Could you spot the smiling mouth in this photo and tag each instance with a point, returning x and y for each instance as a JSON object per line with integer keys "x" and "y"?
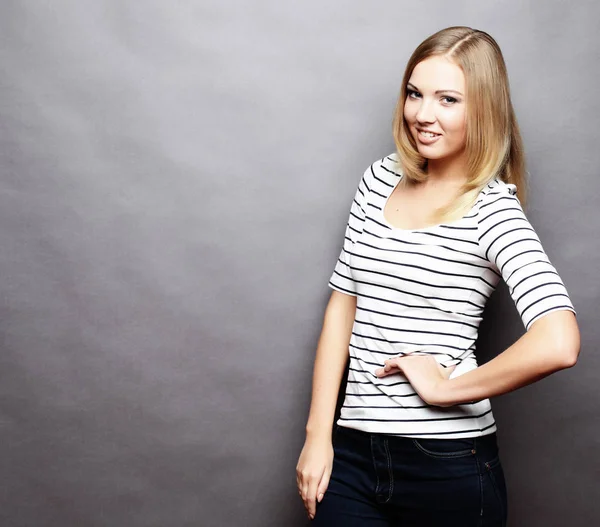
{"x": 428, "y": 134}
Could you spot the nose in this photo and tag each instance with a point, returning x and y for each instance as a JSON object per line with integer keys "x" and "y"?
{"x": 425, "y": 113}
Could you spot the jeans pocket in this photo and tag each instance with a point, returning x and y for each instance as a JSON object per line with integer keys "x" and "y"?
{"x": 495, "y": 473}
{"x": 446, "y": 448}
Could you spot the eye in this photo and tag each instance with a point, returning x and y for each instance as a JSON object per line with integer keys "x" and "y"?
{"x": 412, "y": 94}
{"x": 449, "y": 100}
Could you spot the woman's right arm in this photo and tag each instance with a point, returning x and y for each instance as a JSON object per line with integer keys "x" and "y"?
{"x": 316, "y": 459}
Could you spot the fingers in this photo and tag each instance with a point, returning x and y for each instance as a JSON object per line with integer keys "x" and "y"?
{"x": 323, "y": 485}
{"x": 310, "y": 503}
{"x": 308, "y": 485}
{"x": 447, "y": 371}
{"x": 389, "y": 366}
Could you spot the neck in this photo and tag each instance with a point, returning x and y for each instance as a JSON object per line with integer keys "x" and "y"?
{"x": 447, "y": 171}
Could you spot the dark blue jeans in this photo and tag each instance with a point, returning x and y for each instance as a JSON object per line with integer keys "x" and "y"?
{"x": 388, "y": 481}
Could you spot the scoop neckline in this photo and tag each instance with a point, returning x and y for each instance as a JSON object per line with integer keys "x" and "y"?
{"x": 429, "y": 227}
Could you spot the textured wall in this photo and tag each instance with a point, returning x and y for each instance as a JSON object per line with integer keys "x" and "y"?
{"x": 175, "y": 181}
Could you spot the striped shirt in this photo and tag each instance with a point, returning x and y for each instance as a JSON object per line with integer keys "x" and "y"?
{"x": 424, "y": 291}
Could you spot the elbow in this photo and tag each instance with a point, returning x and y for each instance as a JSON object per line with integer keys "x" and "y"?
{"x": 559, "y": 336}
{"x": 569, "y": 349}
{"x": 570, "y": 355}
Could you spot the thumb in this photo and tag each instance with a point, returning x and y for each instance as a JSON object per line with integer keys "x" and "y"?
{"x": 323, "y": 486}
{"x": 448, "y": 371}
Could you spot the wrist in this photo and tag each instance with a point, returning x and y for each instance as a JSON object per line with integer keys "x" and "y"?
{"x": 319, "y": 432}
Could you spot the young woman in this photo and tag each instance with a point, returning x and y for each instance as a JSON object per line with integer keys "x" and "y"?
{"x": 432, "y": 229}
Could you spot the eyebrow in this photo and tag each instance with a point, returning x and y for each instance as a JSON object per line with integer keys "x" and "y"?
{"x": 408, "y": 84}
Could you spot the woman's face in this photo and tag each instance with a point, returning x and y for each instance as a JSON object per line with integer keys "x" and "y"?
{"x": 435, "y": 102}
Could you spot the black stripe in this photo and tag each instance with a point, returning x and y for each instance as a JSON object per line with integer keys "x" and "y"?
{"x": 458, "y": 418}
{"x": 531, "y": 276}
{"x": 500, "y": 223}
{"x": 381, "y": 180}
{"x": 437, "y": 309}
{"x": 428, "y": 269}
{"x": 519, "y": 268}
{"x": 416, "y": 243}
{"x": 514, "y": 243}
{"x": 449, "y": 238}
{"x": 420, "y": 254}
{"x": 419, "y": 434}
{"x": 353, "y": 268}
{"x": 520, "y": 254}
{"x": 404, "y": 330}
{"x": 540, "y": 300}
{"x": 504, "y": 234}
{"x": 483, "y": 220}
{"x": 390, "y": 171}
{"x": 512, "y": 198}
{"x": 554, "y": 308}
{"x": 422, "y": 344}
{"x": 394, "y": 353}
{"x": 537, "y": 287}
{"x": 459, "y": 322}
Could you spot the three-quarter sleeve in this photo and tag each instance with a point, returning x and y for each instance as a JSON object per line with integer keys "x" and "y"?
{"x": 511, "y": 245}
{"x": 341, "y": 278}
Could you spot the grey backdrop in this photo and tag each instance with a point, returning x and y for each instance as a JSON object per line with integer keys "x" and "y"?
{"x": 176, "y": 178}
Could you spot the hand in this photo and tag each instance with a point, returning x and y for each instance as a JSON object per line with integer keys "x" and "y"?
{"x": 313, "y": 472}
{"x": 426, "y": 375}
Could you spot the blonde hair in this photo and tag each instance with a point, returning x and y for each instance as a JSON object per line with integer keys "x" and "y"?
{"x": 494, "y": 146}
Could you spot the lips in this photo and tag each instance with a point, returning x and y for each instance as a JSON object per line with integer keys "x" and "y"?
{"x": 426, "y": 138}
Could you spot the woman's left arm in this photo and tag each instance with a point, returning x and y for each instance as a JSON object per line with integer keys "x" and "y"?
{"x": 551, "y": 344}
{"x": 551, "y": 341}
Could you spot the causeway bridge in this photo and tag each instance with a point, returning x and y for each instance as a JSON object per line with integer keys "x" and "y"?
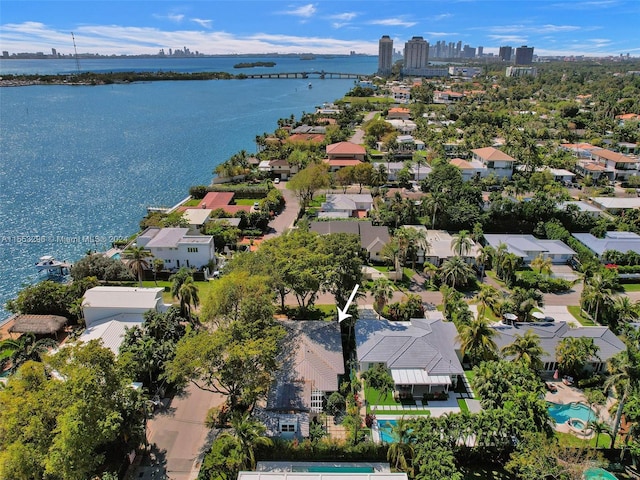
----------------
Please pick out each line of the items above that contains the word "jeans", and copy those lines in full.

Could you spot the jeans pocket in this photo and tag each instance with a point, returning x and y for each instance as a JSON object per line with integer keys "x" and "y"?
Could you spot the dark blue jeans in this photo and tag each instance with a point, returning x and y for each instance as a JSON object per line with integer keys "x" and "y"?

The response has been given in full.